* [Task description]:
Take the lines from the beginning of the material through the line containing "[indicate] the red sign" and retype them exactly, leaving the pictures out.
### Stored data ###
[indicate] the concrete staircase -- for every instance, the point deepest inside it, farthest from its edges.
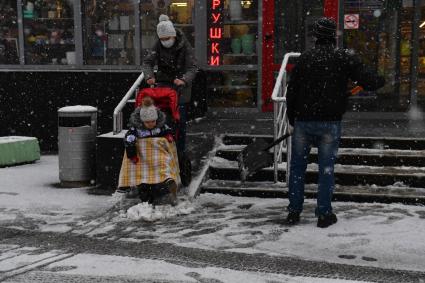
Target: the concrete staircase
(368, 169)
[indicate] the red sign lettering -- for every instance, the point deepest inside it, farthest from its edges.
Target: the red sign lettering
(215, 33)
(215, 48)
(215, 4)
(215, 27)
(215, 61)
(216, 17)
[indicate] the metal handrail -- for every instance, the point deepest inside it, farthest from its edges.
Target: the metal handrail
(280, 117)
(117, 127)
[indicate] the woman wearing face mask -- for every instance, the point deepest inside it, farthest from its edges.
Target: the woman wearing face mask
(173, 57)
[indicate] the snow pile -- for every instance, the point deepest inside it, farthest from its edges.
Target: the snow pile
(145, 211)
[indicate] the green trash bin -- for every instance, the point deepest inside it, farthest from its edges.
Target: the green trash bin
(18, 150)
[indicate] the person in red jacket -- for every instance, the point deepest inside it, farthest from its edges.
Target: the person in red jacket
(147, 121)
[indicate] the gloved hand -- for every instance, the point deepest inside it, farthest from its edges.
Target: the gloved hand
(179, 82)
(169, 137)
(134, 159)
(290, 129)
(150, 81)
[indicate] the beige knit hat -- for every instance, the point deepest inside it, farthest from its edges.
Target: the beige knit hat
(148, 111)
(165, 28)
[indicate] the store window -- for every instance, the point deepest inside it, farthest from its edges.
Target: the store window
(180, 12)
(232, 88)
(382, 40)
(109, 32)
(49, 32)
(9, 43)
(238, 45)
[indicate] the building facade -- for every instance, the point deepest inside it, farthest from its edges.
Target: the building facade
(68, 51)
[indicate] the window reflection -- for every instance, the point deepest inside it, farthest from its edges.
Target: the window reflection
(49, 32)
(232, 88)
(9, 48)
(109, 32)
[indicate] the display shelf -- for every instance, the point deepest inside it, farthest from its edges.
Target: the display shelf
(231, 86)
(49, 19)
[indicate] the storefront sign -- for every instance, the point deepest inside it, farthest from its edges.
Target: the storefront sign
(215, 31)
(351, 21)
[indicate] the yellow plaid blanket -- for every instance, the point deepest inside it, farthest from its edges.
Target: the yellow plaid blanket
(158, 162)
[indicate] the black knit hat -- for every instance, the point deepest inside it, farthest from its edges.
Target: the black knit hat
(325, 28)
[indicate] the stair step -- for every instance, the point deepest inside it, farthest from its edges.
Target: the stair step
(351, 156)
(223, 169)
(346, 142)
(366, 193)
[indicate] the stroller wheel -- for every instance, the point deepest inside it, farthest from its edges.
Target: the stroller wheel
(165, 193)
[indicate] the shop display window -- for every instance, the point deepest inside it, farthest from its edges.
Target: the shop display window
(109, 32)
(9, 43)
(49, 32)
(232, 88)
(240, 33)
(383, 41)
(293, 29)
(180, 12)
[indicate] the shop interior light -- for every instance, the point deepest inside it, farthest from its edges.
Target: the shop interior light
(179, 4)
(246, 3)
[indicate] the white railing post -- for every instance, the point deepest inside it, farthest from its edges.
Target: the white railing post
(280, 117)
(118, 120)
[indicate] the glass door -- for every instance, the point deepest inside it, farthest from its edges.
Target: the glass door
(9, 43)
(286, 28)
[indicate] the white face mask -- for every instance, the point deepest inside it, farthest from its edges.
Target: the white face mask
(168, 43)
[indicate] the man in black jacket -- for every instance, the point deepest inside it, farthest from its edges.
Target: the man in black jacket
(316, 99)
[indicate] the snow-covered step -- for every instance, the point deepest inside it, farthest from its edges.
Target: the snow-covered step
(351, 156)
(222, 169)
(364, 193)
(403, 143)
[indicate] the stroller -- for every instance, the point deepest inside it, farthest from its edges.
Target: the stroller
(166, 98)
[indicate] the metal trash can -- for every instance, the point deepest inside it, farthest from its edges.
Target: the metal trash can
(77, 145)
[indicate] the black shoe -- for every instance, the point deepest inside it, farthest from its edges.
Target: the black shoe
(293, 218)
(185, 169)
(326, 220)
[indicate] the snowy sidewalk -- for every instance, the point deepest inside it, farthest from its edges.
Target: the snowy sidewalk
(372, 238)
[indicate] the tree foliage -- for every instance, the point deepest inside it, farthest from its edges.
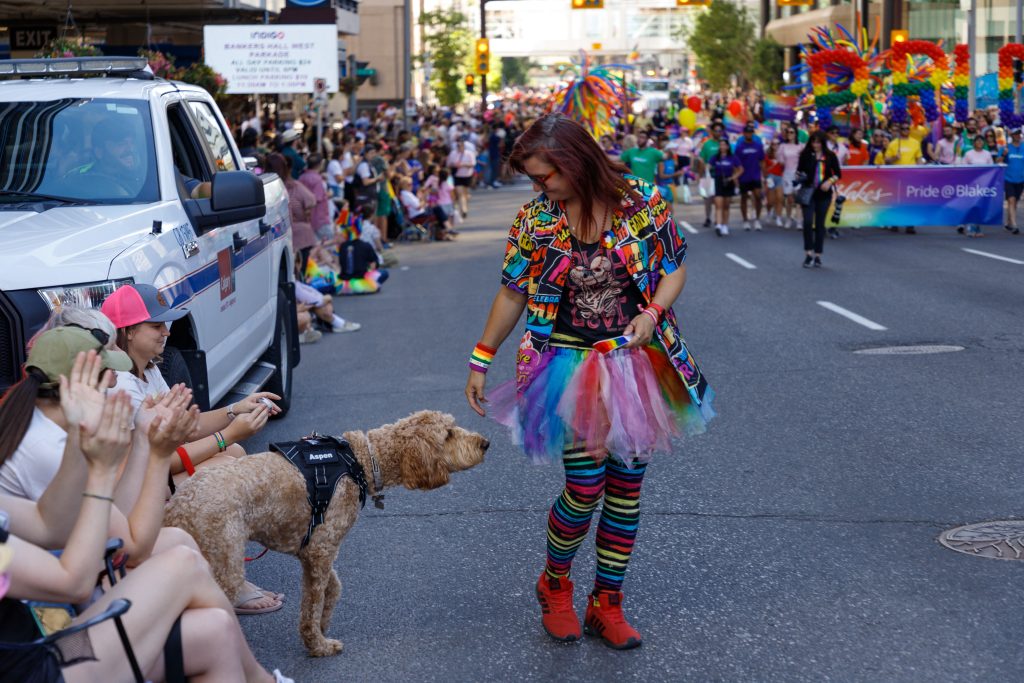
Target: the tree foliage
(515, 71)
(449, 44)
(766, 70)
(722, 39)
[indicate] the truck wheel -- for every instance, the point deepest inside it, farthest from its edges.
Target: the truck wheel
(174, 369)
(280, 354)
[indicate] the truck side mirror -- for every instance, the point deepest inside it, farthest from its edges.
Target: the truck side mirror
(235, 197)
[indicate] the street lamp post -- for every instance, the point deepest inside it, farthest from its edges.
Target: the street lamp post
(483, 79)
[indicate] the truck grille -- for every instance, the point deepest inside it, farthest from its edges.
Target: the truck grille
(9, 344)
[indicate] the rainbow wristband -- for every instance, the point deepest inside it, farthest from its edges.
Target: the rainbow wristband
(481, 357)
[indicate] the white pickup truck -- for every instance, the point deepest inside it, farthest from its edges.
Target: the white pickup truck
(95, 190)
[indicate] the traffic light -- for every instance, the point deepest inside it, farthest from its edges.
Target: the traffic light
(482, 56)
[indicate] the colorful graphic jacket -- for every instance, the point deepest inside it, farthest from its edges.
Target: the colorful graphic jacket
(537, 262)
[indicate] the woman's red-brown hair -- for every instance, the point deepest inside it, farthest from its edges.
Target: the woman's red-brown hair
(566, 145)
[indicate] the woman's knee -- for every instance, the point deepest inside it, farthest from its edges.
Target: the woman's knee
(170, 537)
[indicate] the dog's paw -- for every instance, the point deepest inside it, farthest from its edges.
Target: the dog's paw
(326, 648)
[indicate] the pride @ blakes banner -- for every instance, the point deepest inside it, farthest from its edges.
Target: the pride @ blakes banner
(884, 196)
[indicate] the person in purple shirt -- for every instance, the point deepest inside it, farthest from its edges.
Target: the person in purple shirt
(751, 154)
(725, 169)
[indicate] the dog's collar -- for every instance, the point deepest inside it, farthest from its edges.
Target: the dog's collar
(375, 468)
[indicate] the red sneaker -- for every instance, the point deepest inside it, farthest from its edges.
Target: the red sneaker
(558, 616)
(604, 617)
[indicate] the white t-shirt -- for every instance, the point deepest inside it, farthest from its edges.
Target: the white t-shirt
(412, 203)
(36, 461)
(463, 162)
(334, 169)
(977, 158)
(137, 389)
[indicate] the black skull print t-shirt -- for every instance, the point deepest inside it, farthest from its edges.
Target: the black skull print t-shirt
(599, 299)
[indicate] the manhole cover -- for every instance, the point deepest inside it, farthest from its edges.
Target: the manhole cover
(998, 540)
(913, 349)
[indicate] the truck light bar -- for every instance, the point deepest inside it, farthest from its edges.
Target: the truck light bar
###
* [Result]:
[indicate] the concrete staircase -- for every instance, the point deepest inside it, farthest from its edges.
Target: the concrete staircase
(368, 169)
[indicate] the red sign lettering -- for every instance, the point deepest inside it, farthest from its edges.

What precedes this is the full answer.